*Directions*
In full and word for word, print the data below.

*Data provided*
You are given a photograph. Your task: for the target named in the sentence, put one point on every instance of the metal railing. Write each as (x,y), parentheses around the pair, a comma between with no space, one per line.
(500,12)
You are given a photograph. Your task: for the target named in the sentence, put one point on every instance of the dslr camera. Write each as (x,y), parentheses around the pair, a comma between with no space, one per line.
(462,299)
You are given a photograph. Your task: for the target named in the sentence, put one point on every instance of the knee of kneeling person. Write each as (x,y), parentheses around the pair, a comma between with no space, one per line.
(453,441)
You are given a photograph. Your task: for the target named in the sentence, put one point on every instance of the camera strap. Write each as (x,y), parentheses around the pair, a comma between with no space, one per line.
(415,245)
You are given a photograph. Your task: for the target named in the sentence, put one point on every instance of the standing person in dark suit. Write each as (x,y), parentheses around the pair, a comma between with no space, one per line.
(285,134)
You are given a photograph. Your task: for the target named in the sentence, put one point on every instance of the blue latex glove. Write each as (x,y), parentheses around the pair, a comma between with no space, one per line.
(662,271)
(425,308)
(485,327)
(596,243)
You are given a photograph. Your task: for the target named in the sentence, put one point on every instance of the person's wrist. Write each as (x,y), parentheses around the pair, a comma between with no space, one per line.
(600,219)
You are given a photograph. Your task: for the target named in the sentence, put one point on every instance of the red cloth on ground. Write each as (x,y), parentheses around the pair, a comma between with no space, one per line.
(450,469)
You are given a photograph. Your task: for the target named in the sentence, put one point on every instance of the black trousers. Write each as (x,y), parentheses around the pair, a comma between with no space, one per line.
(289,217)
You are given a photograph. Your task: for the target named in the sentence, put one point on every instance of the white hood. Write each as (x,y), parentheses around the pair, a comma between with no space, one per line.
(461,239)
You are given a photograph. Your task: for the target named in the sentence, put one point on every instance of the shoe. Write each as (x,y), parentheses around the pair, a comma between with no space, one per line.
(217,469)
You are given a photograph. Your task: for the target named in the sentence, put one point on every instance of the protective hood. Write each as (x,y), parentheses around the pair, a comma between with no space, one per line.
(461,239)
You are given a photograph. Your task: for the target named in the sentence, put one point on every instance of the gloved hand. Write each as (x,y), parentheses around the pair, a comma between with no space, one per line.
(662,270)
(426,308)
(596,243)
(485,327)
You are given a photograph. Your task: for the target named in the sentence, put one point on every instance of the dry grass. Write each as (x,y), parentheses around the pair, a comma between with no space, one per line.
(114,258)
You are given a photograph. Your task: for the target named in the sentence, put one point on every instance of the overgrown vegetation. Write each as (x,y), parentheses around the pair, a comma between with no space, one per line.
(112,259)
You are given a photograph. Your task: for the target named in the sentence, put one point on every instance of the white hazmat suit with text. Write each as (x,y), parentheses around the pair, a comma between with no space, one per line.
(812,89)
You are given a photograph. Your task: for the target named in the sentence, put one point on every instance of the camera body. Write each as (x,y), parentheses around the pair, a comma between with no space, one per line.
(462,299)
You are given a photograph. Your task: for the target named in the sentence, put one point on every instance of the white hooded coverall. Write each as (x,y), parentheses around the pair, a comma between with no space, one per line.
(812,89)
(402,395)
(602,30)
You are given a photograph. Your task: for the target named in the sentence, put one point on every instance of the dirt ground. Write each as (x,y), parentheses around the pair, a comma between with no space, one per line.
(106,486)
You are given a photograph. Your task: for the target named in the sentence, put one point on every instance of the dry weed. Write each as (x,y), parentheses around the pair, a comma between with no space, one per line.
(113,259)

*Answer for this exercise*
You are given a photograph. Your task: for the target named in the sentence, put one point on every instance of the metal railing. Write each as (x,y), parentheses around the pair, a comma between with no space, one per line.
(500,12)
You are given a photograph. Your task: for the target named in the sentence, put one point on every instance of the dslr camera. Write each as (x,y), parentheses around the pair, a comma between with no space, one per line.
(462,299)
You are given a photograph. Your task: for the target named in the sentence, put one point on every instance of the knee of kneeling person. Write each as (x,y), parentheses around the pair, a comma between with no space, one per line.
(453,441)
You are given a photograph. Your task: for the target named in the sentence, put one point on every instance of the camera strap. Write each as (x,y), parentheses around the pair, a comma between with no space, one per line.
(415,245)
You are given a photograph. Your task: for the target named in the sentence, put one point on every instance of the standing person in dark suit. Write each as (x,y), parentheses around the pair, a comma between with no space, one per line.
(285,134)
You are given a photograph. Your task: for the target named in the sentence, put one point on every instance of the blue latex glove. Write each as (x,y), parentheses around the pair, a comma between with no space, one per line.
(662,271)
(425,308)
(485,327)
(596,243)
You are given a photograph. Your task: for the target named in the sentence, put one point on every instance of the person's wrist. Write each as (x,y), parentheses around the pair, a comma between with no space, one per line.
(600,219)
You are given a photograph. Your task: for the target named in the sentence, put one point on every instance of the red cloth on ground. Write each as (x,y), parentheses around the pair, a comma between with no space, one per line.
(450,469)
You are given a photograph. Your task: for the target named in the sentence, put one point on every instance of the black trousers. Write each as (x,y), parentheses around the pair, a comma between with no space, one per line.
(289,217)
You are given a photograph. Your task: for the target named in the sentence, put one point on every instance of the white hood. Write each as (x,y), parentheses around the pair, a comma between with no space, one per line.
(461,239)
You are given a photograph. Your task: for the target named in the sentence, put one point on every instance of the shoe. Write each as (x,y), parentheses around the pair, a comma between with no space, one per line.
(217,469)
You are given a photograph. Your task: for the target named in the sentence, put one point on every instance of the protective hood. Write each as (x,y), parentheses around the pair, a comma between with no space, one per line.
(461,239)
You are given a photograph. Your task: for the target named in the sentence, put one point on every instance of the gloved hand. Write each as (x,y), parentheses around the pair, a comma between with no space, one per line.
(662,270)
(426,308)
(596,243)
(485,327)
You are given a photograph. Your task: for the target named in the sentence, put one point on every instance of the dry grass. Write each as (x,y), parentheses around the pair, a comma between with no space, one per line.
(114,258)
You are given a photograph. Your task: for the target named in the sentence, put one point on every instance of the overgrown vegetation. Write each as (x,y), parentheses around the pair, a comma between with no space, one per line.
(112,259)
You are given a photograph. Your task: for the target named in the sentence, put one point on every instance of the white hazmat suit with text. Write each as (x,y), parentheses around the pair, a comma between with no space, one per line.
(812,89)
You are given a photograph. Your task: for the target named in the sentence, put one point on every instance of the camera body. Write each as (x,y), parentheses around the pair, a comma between with no space, one per line.
(462,299)
You are given a photograph. Your task: for the target named in the sentence, put one point on every instance of the white hooded coverall. Write each as (x,y), parentheses around the pair, a comma between with no space, one per line.
(812,89)
(402,395)
(602,30)
You are given a photograph. Your task: for the target named in the sentence, put one point on every instance of the dirt ground. Write each as (x,y), parentheses around the pair, a comma between with no space, one per line.
(106,486)
You are given a photograph. Your task: for the target named in the sentence, put one point on every instance of the dry weed. Write each as (x,y), parentheses around the pair, a comma between with no space, one per line.
(113,259)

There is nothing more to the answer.